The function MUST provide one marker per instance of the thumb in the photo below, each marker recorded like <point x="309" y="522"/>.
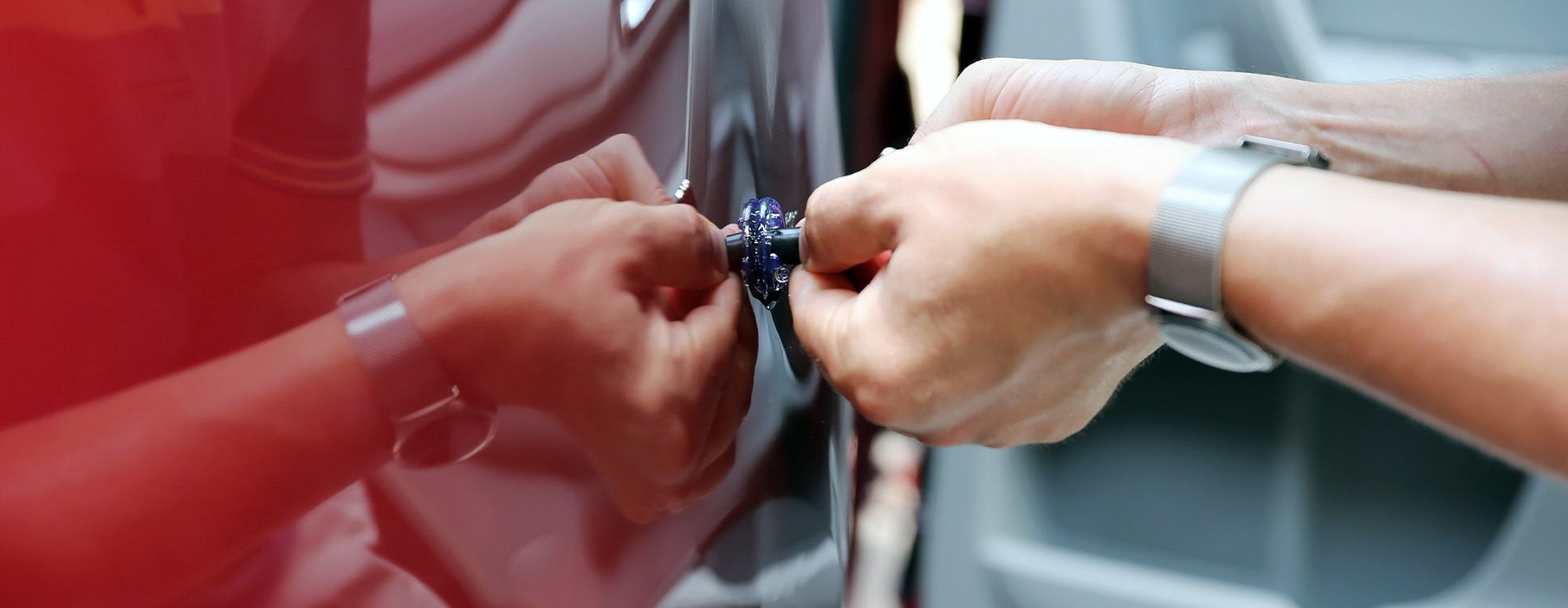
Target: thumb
<point x="822" y="306"/>
<point x="973" y="96"/>
<point x="1109" y="96"/>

**********

→ Exercise requirements
Return each record above as it stands. Pictures stay out.

→ Result for this task
The function MUST provide one marker per instance of the thumb in the photo below, each marker recorded like <point x="309" y="522"/>.
Target: thumb
<point x="822" y="306"/>
<point x="973" y="96"/>
<point x="1109" y="96"/>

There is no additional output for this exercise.